Who: Nick Cave, Seán O’Hagan
What: Book signings and solo concerts
Where: The Strand, 92nd St. Y, Kings Theatre, Beacon Theatre
When: Book signings October 5, concerts October 6-8
Why: At the beginning of Faith, Hope and Carnage (Picador, September 19, $20), Irish journalist Seán O’Hagan tells Australian musician, composer, and author Nick Cave, “I’m surprised you agreed to do this given that you haven’t done any interviews for a long time.” Cave replies, “Well, who wants to do an interview? Interviews, in general, suck. Really. They eat you up. I hate them. The whole premise is so demeaning: you have a new album out, or new film to promote, or a book to sell. After a while, you just get worn away by your own story. I guess, at some point, I just realised that doing that kind of interview was of no real benefit to me. It only ever took something away. I always had to recover a bit afterwards. It was like I had to go looking for myself again. So five or so years ago I just gave them up.” O’Hagan asks, “So how do you feel about this undertaking?” Cave answers, “I don’t know. I do like having a conversation. I like to talk, to engage with people. And we’ve always had our big, sprawling conversations, so when you suggested it, I was kind of intrigued to see where it would go. Let’s see, shall we?”

----

## [Task instructions]
Reproduce the Nick Cave and Seán O'Hagan event listing above in full, word for word.

----

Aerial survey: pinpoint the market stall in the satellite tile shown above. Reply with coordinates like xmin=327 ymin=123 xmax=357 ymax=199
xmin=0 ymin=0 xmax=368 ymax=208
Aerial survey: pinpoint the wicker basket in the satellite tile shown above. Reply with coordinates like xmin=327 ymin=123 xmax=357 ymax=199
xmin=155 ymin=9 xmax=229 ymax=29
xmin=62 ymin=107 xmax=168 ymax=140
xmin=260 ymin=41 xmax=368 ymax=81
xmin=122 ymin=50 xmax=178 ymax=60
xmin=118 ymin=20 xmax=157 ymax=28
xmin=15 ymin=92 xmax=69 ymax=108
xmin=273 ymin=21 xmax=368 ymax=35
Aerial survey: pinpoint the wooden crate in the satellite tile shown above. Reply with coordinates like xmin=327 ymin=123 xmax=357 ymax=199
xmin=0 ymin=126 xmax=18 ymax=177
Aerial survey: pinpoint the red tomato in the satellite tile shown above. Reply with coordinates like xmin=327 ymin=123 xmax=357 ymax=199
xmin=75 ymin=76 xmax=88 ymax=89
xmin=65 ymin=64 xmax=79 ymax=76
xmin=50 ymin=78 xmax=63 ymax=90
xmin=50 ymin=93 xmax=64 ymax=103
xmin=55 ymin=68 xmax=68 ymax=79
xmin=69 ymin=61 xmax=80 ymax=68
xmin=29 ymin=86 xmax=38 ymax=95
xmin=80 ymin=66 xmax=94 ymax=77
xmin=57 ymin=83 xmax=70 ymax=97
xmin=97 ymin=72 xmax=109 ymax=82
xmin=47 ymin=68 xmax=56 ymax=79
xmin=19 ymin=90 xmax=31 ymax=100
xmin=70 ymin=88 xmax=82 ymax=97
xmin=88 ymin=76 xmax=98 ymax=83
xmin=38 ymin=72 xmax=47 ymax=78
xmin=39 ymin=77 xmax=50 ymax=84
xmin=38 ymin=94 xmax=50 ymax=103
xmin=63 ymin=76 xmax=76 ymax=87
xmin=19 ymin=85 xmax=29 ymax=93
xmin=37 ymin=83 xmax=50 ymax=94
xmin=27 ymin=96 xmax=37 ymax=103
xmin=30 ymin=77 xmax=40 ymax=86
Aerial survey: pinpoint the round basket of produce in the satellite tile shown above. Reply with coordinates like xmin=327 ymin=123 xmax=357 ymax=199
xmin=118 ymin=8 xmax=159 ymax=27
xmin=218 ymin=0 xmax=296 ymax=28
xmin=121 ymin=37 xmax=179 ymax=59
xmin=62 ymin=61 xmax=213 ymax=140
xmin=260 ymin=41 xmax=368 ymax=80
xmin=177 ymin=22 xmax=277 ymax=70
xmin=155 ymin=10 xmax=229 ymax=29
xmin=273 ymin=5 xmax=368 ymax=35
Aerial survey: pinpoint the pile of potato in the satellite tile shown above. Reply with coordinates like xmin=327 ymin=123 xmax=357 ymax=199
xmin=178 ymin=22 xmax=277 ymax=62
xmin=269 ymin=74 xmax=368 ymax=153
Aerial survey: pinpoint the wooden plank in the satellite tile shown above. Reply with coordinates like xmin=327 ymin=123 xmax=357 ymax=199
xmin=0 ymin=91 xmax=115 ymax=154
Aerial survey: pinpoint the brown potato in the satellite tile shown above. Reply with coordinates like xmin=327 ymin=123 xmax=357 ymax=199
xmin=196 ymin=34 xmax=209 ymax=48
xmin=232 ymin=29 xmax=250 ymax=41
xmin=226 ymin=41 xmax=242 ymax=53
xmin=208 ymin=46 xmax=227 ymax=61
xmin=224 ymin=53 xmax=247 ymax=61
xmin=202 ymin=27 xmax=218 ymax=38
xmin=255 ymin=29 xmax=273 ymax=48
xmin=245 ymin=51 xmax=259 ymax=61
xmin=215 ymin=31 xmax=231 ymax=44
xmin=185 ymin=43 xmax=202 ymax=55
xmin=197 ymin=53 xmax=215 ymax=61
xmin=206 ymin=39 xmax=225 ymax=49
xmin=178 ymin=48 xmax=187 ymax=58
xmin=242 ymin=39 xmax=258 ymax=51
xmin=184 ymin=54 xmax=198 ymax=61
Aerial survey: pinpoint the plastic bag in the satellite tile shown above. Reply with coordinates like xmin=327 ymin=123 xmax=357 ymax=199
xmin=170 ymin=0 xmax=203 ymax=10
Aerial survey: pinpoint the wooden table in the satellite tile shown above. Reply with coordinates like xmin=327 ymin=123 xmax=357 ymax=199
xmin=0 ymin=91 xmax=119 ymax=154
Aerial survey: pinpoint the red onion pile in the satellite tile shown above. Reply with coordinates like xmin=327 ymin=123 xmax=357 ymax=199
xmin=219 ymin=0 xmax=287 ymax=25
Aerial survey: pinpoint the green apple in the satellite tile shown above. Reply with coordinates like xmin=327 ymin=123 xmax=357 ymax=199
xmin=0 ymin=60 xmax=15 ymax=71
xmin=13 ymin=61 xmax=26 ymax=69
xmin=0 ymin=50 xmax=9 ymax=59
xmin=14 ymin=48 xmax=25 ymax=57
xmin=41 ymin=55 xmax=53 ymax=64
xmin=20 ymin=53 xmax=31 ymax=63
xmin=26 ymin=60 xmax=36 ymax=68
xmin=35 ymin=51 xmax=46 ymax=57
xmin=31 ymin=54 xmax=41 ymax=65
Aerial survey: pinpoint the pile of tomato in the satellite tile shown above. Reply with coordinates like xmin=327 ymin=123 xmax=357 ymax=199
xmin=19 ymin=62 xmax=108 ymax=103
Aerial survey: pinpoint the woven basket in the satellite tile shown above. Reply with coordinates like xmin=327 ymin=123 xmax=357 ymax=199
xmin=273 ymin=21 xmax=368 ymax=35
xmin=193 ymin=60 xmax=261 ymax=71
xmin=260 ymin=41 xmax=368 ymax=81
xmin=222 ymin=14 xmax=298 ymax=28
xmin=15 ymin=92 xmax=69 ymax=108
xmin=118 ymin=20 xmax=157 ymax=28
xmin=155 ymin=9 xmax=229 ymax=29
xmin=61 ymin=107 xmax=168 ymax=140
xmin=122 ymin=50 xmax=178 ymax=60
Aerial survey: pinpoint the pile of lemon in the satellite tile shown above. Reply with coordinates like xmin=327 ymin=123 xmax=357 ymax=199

----

## [Task solution]
Who: Nick Cave, Seán O’Hagan
What: Book signings and solo concerts
Where: The Strand, 92nd St. Y, Kings Theatre, Beacon Theatre
When: Book signings October 5, concerts October 6-8
Why: At the beginning of Faith, Hope and Carnage (Picador, September 19, $20), Irish journalist Seán O’Hagan tells Australian musician, composer, and author Nick Cave, “I’m surprised you agreed to do this given that you haven’t done any interviews for a long time.” Cave replies, “Well, who wants to do an interview? Interviews, in general, suck. Really. They eat you up. I hate them. The whole premise is so demeaning: you have a new album out, or new film to promote, or a book to sell. After a while, you just get worn away by your own story. I guess, at some point, I just realised that doing that kind of interview was of no real benefit to me. It only ever took something away. I always had to recover a bit afterwards. It was like I had to go looking for myself again. So five or so years ago I just gave them up.” O’Hagan asks, “So how do you feel about this undertaking?” Cave answers, “I don’t know. I do like having a conversation. I like to talk, to engage with people. And we’ve always had our big, sprawling conversations, so when you suggested it, I was kind of intrigued to see where it would go. Let’s see, shall we?”